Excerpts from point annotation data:

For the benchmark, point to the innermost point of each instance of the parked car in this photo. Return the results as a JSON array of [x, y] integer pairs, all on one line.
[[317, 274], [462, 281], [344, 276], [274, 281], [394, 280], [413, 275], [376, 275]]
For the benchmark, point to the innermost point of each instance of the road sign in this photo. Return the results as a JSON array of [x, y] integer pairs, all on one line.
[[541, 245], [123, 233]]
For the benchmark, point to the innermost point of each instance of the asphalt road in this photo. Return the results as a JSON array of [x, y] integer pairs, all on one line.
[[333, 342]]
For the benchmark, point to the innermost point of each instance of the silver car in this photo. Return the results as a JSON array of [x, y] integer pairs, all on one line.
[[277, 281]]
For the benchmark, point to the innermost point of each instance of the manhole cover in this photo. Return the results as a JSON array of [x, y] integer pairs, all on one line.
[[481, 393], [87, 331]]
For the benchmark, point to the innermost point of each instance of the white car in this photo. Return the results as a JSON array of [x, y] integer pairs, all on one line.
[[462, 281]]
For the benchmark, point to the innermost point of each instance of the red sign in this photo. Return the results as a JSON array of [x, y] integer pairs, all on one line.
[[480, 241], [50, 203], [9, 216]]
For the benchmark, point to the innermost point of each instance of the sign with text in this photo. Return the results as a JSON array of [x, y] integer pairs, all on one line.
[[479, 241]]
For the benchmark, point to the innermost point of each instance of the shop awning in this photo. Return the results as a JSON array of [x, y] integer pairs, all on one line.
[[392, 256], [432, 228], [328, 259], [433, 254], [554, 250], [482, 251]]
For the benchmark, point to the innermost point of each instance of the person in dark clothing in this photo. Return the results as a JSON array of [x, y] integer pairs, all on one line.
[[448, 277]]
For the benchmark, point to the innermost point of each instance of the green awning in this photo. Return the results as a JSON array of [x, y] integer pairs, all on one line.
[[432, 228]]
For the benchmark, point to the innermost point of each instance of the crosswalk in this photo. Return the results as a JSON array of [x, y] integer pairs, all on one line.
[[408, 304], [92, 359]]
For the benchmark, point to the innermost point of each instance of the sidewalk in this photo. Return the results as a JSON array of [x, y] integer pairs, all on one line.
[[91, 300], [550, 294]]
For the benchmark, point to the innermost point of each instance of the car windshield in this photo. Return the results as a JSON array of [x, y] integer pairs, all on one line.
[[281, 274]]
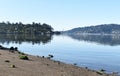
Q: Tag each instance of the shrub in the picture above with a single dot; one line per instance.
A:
(11, 48)
(7, 61)
(12, 66)
(23, 57)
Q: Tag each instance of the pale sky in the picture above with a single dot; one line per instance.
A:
(61, 14)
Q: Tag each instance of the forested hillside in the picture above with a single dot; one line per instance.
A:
(99, 29)
(20, 28)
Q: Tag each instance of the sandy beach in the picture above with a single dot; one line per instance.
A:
(12, 65)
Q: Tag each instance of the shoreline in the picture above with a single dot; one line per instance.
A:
(11, 64)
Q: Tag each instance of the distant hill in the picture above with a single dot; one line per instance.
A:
(99, 29)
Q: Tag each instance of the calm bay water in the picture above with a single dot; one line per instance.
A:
(94, 52)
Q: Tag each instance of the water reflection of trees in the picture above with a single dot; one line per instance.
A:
(102, 39)
(30, 38)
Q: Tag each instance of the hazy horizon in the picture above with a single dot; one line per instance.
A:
(61, 14)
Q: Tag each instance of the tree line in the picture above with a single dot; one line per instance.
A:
(20, 28)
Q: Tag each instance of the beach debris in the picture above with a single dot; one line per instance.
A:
(12, 66)
(7, 61)
(23, 57)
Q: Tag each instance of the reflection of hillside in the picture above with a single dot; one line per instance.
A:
(102, 39)
(19, 38)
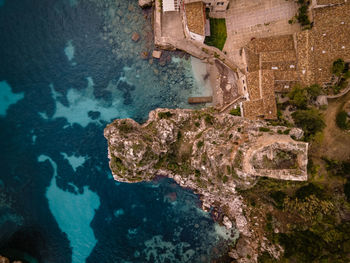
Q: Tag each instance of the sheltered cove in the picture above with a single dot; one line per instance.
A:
(216, 154)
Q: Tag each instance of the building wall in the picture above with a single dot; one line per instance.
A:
(214, 5)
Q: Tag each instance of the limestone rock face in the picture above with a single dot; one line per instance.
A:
(198, 145)
(212, 153)
(145, 3)
(4, 260)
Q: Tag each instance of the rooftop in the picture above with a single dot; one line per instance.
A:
(195, 15)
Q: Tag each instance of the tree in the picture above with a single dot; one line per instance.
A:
(311, 121)
(341, 120)
(314, 91)
(338, 67)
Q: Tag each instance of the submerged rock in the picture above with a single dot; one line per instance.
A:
(215, 154)
(4, 260)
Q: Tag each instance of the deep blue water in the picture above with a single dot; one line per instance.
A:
(67, 68)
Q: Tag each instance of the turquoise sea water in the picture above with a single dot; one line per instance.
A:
(67, 68)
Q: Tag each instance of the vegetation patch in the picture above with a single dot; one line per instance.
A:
(302, 15)
(310, 121)
(342, 120)
(164, 115)
(218, 33)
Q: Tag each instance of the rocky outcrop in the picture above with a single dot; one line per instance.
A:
(145, 3)
(215, 154)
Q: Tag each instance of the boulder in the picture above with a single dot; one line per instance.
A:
(135, 37)
(145, 3)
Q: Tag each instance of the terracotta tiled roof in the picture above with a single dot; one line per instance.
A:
(253, 85)
(279, 43)
(195, 17)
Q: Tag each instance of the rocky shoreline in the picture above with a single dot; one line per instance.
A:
(214, 154)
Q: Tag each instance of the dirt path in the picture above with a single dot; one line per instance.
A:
(336, 143)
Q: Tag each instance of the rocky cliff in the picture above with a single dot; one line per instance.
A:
(212, 153)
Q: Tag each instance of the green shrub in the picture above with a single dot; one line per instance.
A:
(286, 131)
(209, 119)
(309, 189)
(341, 120)
(200, 144)
(311, 121)
(236, 112)
(338, 67)
(218, 33)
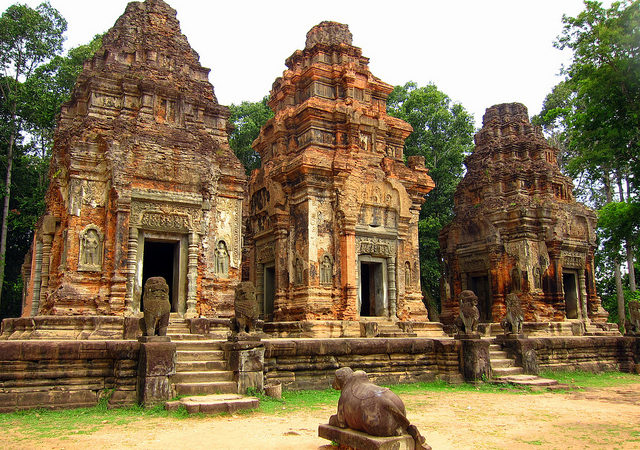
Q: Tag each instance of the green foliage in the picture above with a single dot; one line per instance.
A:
(35, 81)
(247, 119)
(443, 134)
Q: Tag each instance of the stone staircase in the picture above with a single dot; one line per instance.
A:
(501, 364)
(200, 364)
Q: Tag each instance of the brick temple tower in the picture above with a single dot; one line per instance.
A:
(143, 182)
(517, 228)
(334, 210)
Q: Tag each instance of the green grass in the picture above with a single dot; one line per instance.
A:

Written task: Convert every line of the rows above into a Markdown table with the columns "Number" and "Line," numbering each line in order and skipping blank lines. Leave the pictures out.

Exercise response:
| Number | Line |
|---|---|
| 1 | For the benchmark, point to the innermost point of each instance of the parked car in this photo. Return the results as a JSON array of [x, y] integer pairs, all on one line. |
| 2 | [[317, 274], [462, 281], [344, 276], [274, 281], [394, 280], [413, 275], [376, 275]] |
| 3 | For the benchmark, point to the innermost point of each instance of the road sign in this photo. Return the results as a JSON array of [x, y] integer pairs, all on one line. |
| 4 | [[541, 245], [123, 233]] |
| 5 | For the benchmark, point to the innermost point of each instance of the asphalt road in this photo. Return the results as a JSON array of [x, y] integer pairs, all on one line. |
| 6 | [[333, 342]] |
| 7 | For the benchmark, point to the innermost point of each instance of the silver car in this photo. Return the results as a JSON array of [x, y] integer pairs, all on one line. |
| 8 | [[277, 281]] |
| 9 | For the benchmark, point to the innermost point of each instance of the manhole cover in this photo. Return the results as a JSON array of [x, y] integer pairs, all on one line. |
| 10 | [[481, 393], [87, 331]] |
| 11 | For the benchmark, point to the innermost point of each instance of the white car in this photo. Return the results as a JSON array of [x, y] integer pairs, all on one line. |
| 12 | [[462, 281]] |
| 13 | For the benchmark, point to the innermost point of each instance of the red sign in this photo. Return the results as a JSON array of [x, y] integer pairs, all on one line. |
| 14 | [[480, 241], [50, 203], [9, 216]] |
| 15 | For the benchmark, point to the innermost point of each instance of the sign with text in this photo. Return the results as a JSON array of [x, y] integer pairs, all on one line. |
| 16 | [[479, 241]] |
| 17 | For the benchmark, point to the innermost point of each instance of the shop awning in this photo. Return the results as a JSON array of [x, y] integer pairs, all on one line. |
| 18 | [[392, 256], [432, 228], [328, 259], [433, 254], [554, 250], [482, 251]] |
| 19 | For the benchmark, point to the innermost point of each instance of the person in dark clothing in this photo. Return the results as a JSON array of [x, y] integer pairs, all on one line. |
| 20 | [[448, 277]] |
| 21 | For the benchmark, point to the innermost point of each instance of the green awning in this photo. Return the results as a JSON array of [x, y] integer pairs, all on one line. |
| 22 | [[432, 228]] |
| 23 | For the benchmark, point to the innermost point of each instance of the crosswalk in this photo. Return the results as a JSON array of [x, y] integer pairs, all on one line. |
| 24 | [[408, 304], [92, 359]] |
| 25 | For the benchmark, point to the innermost point of each instance of the sidewalk in this photo. Return the results as a JSON array of [x, y] integer pairs, all on one line. |
| 26 | [[91, 300], [550, 294]] |
| 27 | For the benchmark, point to the innermost point of each instance of the car windshield in this photo. Return the results as a JSON array of [x, y] integer pairs, all on one line. |
| 28 | [[281, 274]] |
| 29 | Q: Tag each instance of the shrub in the picture above with a single dot; one line per instance. |
| 30 | A: |
| 31 | (11, 48) |
| 32 | (7, 61) |
| 33 | (12, 66) |
| 34 | (23, 57) |
| 35 | Q: Tag each instance of the pale sky in the picture above with a single dot; one line per instance. |
| 36 | A: |
| 37 | (61, 14) |
| 38 | Q: Tag each instance of the forested hillside in the picture above with a single dot; one line per instance. |
| 39 | A: |
| 40 | (99, 29) |
| 41 | (20, 28) |
| 42 | Q: Tag each instance of the sandy beach in the picture above with a single dot; one line per instance. |
| 43 | A: |
| 44 | (12, 65) |
| 45 | Q: Tag each instance of the shoreline in the picture above with a single dot; one line per instance. |
| 46 | A: |
| 47 | (11, 64) |
| 48 | Q: Tag each instance of the distant hill in the picture above with a single dot; one line per instance. |
| 49 | A: |
| 50 | (99, 29) |
| 51 | Q: Tag each instance of the calm bay water in the picture above with a single dot; one line per instance. |
| 52 | A: |
| 53 | (94, 52) |
| 54 | Q: Tag each instance of the water reflection of trees in the picture above with a single dot; one line per instance. |
| 55 | A: |
| 56 | (102, 39) |
| 57 | (30, 38) |
| 58 | Q: Tag each instance of the hazy horizon in the picture above with a single dot; one line per instance. |
| 59 | A: |
| 60 | (61, 14) |
| 61 | Q: Tag each instance of the tree line in the picture above with a single dot; one line per instance. |
| 62 | A: |
| 63 | (20, 28) |
| 64 | Q: Tag each instance of the beach debris in the picture above with a single dot; one line per instance. |
| 65 | A: |
| 66 | (12, 66) |
| 67 | (7, 61) |
| 68 | (23, 57) |
| 69 | Q: Tag each instance of the reflection of hillside in the picture above with a single dot; one line per instance. |
| 70 | A: |
| 71 | (102, 39) |
| 72 | (19, 38) |
| 73 | Q: Tag each instance of the sheltered cove in the picture above with a single dot; one line per instance. |
| 74 | A: |
| 75 | (216, 154) |
| 76 | Q: Tag each instance of the building wall in the picture above with a single dot; one line per instance. |
| 77 | A: |
| 78 | (214, 5) |
| 79 | Q: Tag each instance of the limestone rock face in the picture above with a single dot; one line per instance. |
| 80 | A: |
| 81 | (198, 145) |
| 82 | (212, 153) |
| 83 | (145, 3) |
| 84 | (4, 260) |
| 85 | Q: Tag each instance of the rooftop in the picture above with a single dot; one line per instance. |
| 86 | A: |
| 87 | (195, 15) |
| 88 | Q: Tag each instance of the tree in the picture above with a single dot; one line per instance. |
| 89 | A: |
| 90 | (311, 121) |
| 91 | (341, 120) |
| 92 | (314, 91) |
| 93 | (338, 67) |
| 94 | Q: Tag each instance of the submerged rock in the picture above with a single dot; one line per instance. |
| 95 | A: |
| 96 | (215, 154) |
| 97 | (4, 260) |
| 98 | Q: Tag each instance of the deep blue water in the picture above with a single dot; one line per instance. |
| 99 | A: |
| 100 | (67, 68) |
| 101 | Q: Tag each instance of the turquoise sea water in the picture above with a single dot; one line per instance. |
| 102 | A: |
| 103 | (67, 68) |
| 104 | Q: Tag each instance of the vegetation patch in the picture above with a single dot; one line per instance. |
| 105 | A: |
| 106 | (302, 15) |
| 107 | (310, 121) |
| 108 | (342, 120) |
| 109 | (164, 115) |
| 110 | (218, 33) |
| 111 | Q: Tag each instance of the rocky outcrop in the picture above with a single dot; one line per instance. |
| 112 | A: |
| 113 | (145, 3) |
| 114 | (215, 154) |
| 115 | Q: Tag each instance of the boulder in the picture above with a single dot; one line per instance. |
| 116 | A: |
| 117 | (135, 37) |
| 118 | (145, 3) |
| 119 | Q: Tag each instance of the terracotta tiled roof in the picture above with a single dot; one line per instance. |
| 120 | A: |
| 121 | (253, 85) |
| 122 | (279, 43) |
| 123 | (195, 17) |
| 124 | Q: Tag each instance of the rocky shoreline in the picture above with a single dot; one line per instance. |
| 125 | A: |
| 126 | (214, 154) |
| 127 | Q: Tag each instance of the dirt path in the picture above with a single dot; one line per instance. |
| 128 | A: |
| 129 | (336, 143) |
| 130 | Q: Tag each instance of the rocky cliff in the picture above with a single dot; one line per instance. |
| 131 | A: |
| 132 | (212, 153) |
| 133 | Q: Tag each instance of the green shrub in the picture above with a single dot; one line per instance. |
| 134 | A: |
| 135 | (286, 131) |
| 136 | (209, 119) |
| 137 | (309, 189) |
| 138 | (341, 120) |
| 139 | (200, 144) |
| 140 | (311, 121) |
| 141 | (236, 112) |
| 142 | (338, 67) |
| 143 | (218, 33) |
| 144 | Q: Tag each instance of the green foliage in the picture above with a single dot; one line per instance. |
| 145 | A: |
| 146 | (35, 81) |
| 147 | (247, 119) |
| 148 | (443, 134) |
| 149 | Q: Tag each instance of the stone staircase in the picture above with a single dot; one line per instance. |
| 150 | A: |
| 151 | (501, 364) |
| 152 | (200, 364) |
| 153 | Q: Tag each instance of the brick temple tower in the picture above with a single dot; one line per instance. |
| 154 | A: |
| 155 | (143, 182) |
| 156 | (517, 228) |
| 157 | (334, 210) |
| 158 | Q: Tag each instance of the green grass in the picture above with a single dot; one line per instance. |
| 159 | A: |